## Your objective
Arrange the part of the data that opens with the line containing "Your task is to find bamboo" and runs through the end of the data as a Markdown table with the columns Row and Line. Give each line its own numbered row, and leave out blank lines.

>> BEGIN Provided data

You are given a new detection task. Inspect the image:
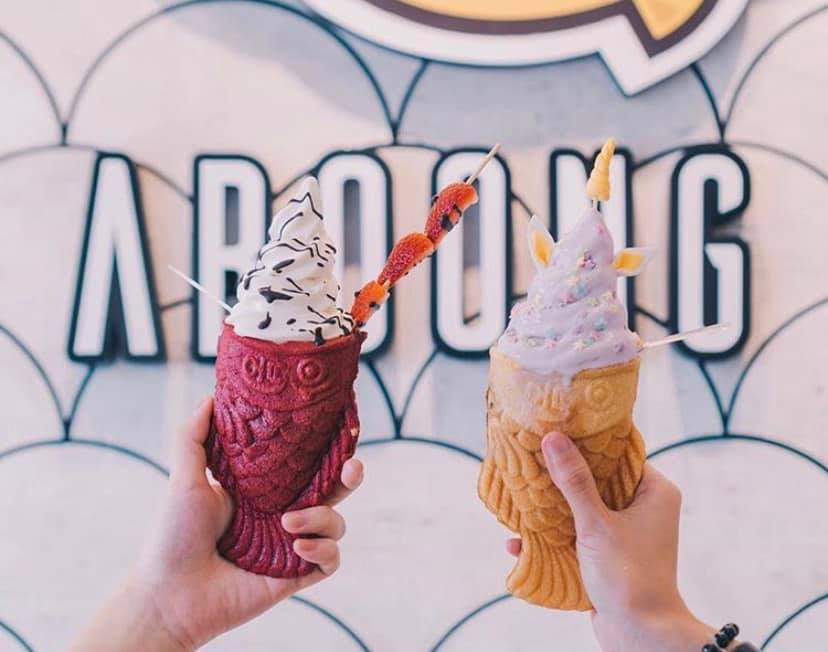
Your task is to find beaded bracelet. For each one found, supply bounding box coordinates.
[702,623,758,652]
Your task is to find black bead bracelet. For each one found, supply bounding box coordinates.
[702,623,756,652]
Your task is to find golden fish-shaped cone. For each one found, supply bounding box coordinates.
[477,348,645,611]
[587,138,615,201]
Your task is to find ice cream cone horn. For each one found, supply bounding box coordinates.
[587,138,615,206]
[641,324,730,349]
[167,265,231,312]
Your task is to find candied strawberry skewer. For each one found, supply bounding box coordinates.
[350,145,500,328]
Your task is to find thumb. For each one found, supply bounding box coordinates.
[170,396,213,488]
[542,432,609,534]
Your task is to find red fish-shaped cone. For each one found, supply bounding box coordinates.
[206,325,365,577]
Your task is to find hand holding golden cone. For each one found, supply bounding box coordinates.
[478,139,647,611]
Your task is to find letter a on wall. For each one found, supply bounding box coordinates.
[68,154,164,362]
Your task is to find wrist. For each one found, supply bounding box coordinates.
[71,579,196,652]
[640,604,716,652]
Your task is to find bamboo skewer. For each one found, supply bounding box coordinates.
[641,324,730,349]
[466,143,500,185]
[167,265,231,312]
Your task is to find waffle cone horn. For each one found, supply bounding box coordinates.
[478,348,645,611]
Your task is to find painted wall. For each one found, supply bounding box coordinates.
[0,0,828,652]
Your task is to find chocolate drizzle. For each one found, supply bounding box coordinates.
[227,179,354,344]
[284,276,310,297]
[259,287,293,303]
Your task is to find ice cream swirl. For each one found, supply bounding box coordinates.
[497,209,640,381]
[226,177,354,344]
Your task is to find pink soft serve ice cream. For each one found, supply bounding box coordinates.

>> END Provided data

## Exercise answer
| Row | Line |
|---|---|
| 1 | Your task is to find bamboo skewer. For each one found, supply bounding box coordinates. |
| 2 | [641,324,730,349] |
| 3 | [466,143,500,185] |
| 4 | [167,265,231,312] |
| 5 | Your task is to find waffle cone horn. For each one found, supply bounding box coordinates. |
| 6 | [478,348,645,611] |
| 7 | Your task is to find painted wall. For each one found, supply bounding box coordinates. |
| 8 | [0,0,828,652] |
| 9 | Your task is to find chocolate drizzle. For each one found, supply bounding box coordinates. |
| 10 | [227,179,354,344] |
| 11 | [284,276,310,297] |
| 12 | [259,287,293,303] |
| 13 | Your task is to find ice cream swirl. For each one found, supply bounding box coordinates. |
| 14 | [497,209,640,381] |
| 15 | [226,177,354,344] |
| 16 | Your task is to find pink soft serve ice cream. For each one found, supply bounding box coordinates. |